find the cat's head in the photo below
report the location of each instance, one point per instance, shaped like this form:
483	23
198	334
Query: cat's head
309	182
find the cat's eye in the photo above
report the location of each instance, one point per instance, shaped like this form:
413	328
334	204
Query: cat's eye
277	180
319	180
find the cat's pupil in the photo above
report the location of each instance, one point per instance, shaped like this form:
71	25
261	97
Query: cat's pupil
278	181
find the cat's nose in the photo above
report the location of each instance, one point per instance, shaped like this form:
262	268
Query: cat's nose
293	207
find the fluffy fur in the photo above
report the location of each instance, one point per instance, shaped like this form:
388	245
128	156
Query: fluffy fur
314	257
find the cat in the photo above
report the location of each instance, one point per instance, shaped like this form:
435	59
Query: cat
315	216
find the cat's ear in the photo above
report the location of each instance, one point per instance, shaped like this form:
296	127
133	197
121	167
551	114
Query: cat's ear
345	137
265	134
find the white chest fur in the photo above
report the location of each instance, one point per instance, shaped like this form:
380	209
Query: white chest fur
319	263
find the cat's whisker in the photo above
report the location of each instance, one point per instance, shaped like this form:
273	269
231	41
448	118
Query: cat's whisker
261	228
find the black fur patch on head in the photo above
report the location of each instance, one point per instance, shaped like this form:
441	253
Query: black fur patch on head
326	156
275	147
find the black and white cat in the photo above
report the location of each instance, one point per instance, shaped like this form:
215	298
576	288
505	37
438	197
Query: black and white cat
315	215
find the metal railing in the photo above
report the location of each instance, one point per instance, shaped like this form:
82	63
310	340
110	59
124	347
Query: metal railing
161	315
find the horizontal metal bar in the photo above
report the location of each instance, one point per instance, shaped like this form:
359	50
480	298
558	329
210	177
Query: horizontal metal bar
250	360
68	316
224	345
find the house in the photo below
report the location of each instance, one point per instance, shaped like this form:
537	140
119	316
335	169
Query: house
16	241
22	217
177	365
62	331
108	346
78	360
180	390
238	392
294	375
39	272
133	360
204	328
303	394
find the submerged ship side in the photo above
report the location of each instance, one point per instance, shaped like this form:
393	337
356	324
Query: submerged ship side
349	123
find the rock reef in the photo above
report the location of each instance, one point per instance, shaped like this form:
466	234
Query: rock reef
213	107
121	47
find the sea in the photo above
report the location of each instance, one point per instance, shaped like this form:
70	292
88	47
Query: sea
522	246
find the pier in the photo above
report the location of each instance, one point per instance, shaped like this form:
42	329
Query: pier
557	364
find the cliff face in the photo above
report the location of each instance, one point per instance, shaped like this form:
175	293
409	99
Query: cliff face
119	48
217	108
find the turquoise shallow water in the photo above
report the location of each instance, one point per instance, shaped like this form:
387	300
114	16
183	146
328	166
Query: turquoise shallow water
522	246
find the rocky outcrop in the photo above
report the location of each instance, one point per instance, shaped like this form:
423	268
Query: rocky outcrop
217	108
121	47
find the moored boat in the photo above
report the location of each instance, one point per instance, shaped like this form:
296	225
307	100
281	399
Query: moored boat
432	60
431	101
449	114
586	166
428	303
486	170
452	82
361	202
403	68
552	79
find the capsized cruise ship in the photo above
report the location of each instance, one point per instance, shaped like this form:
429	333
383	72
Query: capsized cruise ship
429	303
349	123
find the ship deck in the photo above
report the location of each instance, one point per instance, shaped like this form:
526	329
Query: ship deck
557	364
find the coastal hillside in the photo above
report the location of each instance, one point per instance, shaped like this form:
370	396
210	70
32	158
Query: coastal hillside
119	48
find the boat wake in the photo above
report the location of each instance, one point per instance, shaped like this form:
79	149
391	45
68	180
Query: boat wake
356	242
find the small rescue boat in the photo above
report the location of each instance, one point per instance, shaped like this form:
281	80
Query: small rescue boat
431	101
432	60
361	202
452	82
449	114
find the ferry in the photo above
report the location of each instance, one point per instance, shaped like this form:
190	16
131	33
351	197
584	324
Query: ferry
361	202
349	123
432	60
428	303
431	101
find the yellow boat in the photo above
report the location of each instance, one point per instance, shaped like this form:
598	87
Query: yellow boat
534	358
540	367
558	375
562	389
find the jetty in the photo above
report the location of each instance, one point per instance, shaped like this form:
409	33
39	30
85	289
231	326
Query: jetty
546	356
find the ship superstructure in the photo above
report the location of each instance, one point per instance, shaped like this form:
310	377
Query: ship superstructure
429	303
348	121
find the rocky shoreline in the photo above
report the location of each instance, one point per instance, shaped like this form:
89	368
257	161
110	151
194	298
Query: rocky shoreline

━━━━━━━━━━━━━━━━

Transcribe the full listing above without leaving anything out.

find the cat's head in the photo below
report the location of each instance, one point per instance, shaped like this form:
483	23
198	334
Query: cat's head
309	182
find the cat's eye in the photo above
report the location of each instance, one point per instance, shaped like this form:
413	328
334	204
Query: cat's eye
277	180
319	180
find the cat's pupil in the photo above
report the location of each instance, one point per instance, shaped like this form:
71	25
261	97
Query: cat's pupil
278	181
find the cat's nose in the photo above
report the location of each instance, one point per instance, shaped like this form:
262	268
Query: cat's nose
293	207
find the fluffy fur in the photo above
report the location of each instance, one point per instance, shaped like this form:
388	245
128	156
Query: fluffy fur
314	257
find the cat in the photo above
report the location of each instance, one point per instance, shaped like this form:
435	59
Query: cat
315	216
find the cat's ear in the photo above
report the location of each instance, one point per instance, shaped like this form:
296	127
133	197
121	167
551	114
Query: cat's ear
345	137
265	134
find the white chest fur in the photo above
report the location of each instance, one point per instance, shaped like this form:
380	209
Query: white chest fur
319	263
find the cat's whisker in the photo above
report the location of each instance, one point per instance, shaped like this form:
273	269
231	41
448	118
Query: cat's whisker
261	228
find the black fur patch on head in the photo above
report the location of each instance, one point per instance, shaped like this form:
441	253
Query: black fur patch on head
326	156
275	147
find the black and white cat in the photo above
report the location of each instance, one point per instance, shaped like this form:
215	298
576	288
505	37
438	197
Query: black and white cat
315	215
find the metal railing in the photo above
report the location of each instance, one point per instance, shaped like this form:
82	63
310	340
110	59
124	347
Query: metal railing
161	315
find the horizontal metal bar in the photo above
report the location of each instance, one point per instance, shaped like this form:
359	50
480	298
558	329
210	177
Query: horizontal metal bar
250	360
68	316
224	345
find the house in the photo below
report the location of each instance, one point per instance, shaped like this form:
537	140
119	316
335	169
Query: house
16	241
22	217
177	365
62	331
108	346
78	360
180	390
238	392
294	375
39	272
133	360
204	328
303	394
find the submerged ship side in the photo above
report the location of each instance, one point per instance, shaped like this form:
393	337
356	324
Query: submerged ship side
349	123
find the rock reef in the photo above
report the location of each instance, one point per instance, shaped like this form:
466	234
Query: rock reef
213	107
121	47
find the sea in the photo above
report the location of each instance, one point per instance, shaped like this form:
70	292
88	47
Query: sea
522	246
find the pier in the photo above
report the location of each instance, one point per instance, shaped like this form:
42	329
Query: pier
557	364
find the cliff face in the photo above
report the location of each instance, one point per instance, shaped like this form:
175	293
409	99
Query: cliff face
119	48
217	108
find the turquoise shallow water in the photo above
report the location of each instance, one point per instance, shaped like this form:
387	300
114	16
183	146
328	166
Query: turquoise shallow water
522	246
find the rocky outcrop in the photo above
report the location of each instance, one point per instance, shaped like this form:
423	268
Query: rocky outcrop
217	108
121	47
find the moored boat in the photo above
report the location of each instance, one point per instance, shaped like this form:
296	225
307	100
281	399
Query: moored boat
432	60
431	101
449	114
586	166
428	303
486	170
452	82
361	202
403	68
552	79
find the capsized cruise ship in the photo above
report the location of each instance, one point per instance, shaped like this form:
429	333
383	72
Query: capsized cruise ship
429	303
349	123
find the ship deck in the photo above
report the location of each instance, one point per instance, shaped like this form:
526	329
Query: ship deck
557	364
find the coastal hillside in the photo above
report the location of each instance, one point per instance, shaped like this form:
370	396
210	70
32	158
Query: coastal hillside
119	48
find the boat wake in the photo above
report the location of each instance, one point per instance, shaped like this form:
79	149
391	45
68	180
Query: boat wake
356	242
find the small rescue boat in the photo above
report the location of each instance, one point per instance, shaped like this form:
281	80
Query: small rescue boat
431	101
432	60
361	202
452	82
449	114
find the ferry in the photo above
report the location of each instance, one point per instance, shaped like this form:
190	16
131	33
351	197
584	324
Query: ferry
361	202
349	123
432	60
428	303
431	101
find the yellow boat in the photo above
report the location of each instance, one point per instance, shaped like this form:
598	87
Query: yellow boat
534	358
540	367
558	375
562	389
find the jetty in the photo above
report the location of each instance, one point per instance, shaped like this form:
409	33
39	30
85	289
231	326
Query: jetty
546	356
find the ship superstructure in the photo above
report the location of each instance, one point per instance, shaped like this form:
310	377
Query: ship superstructure
429	303
348	121
find the rocky shoreline in the photo above
report the location of each instance, one point per instance, shaped like this form:
89	368
257	161
110	151
194	298
Query: rocky shoreline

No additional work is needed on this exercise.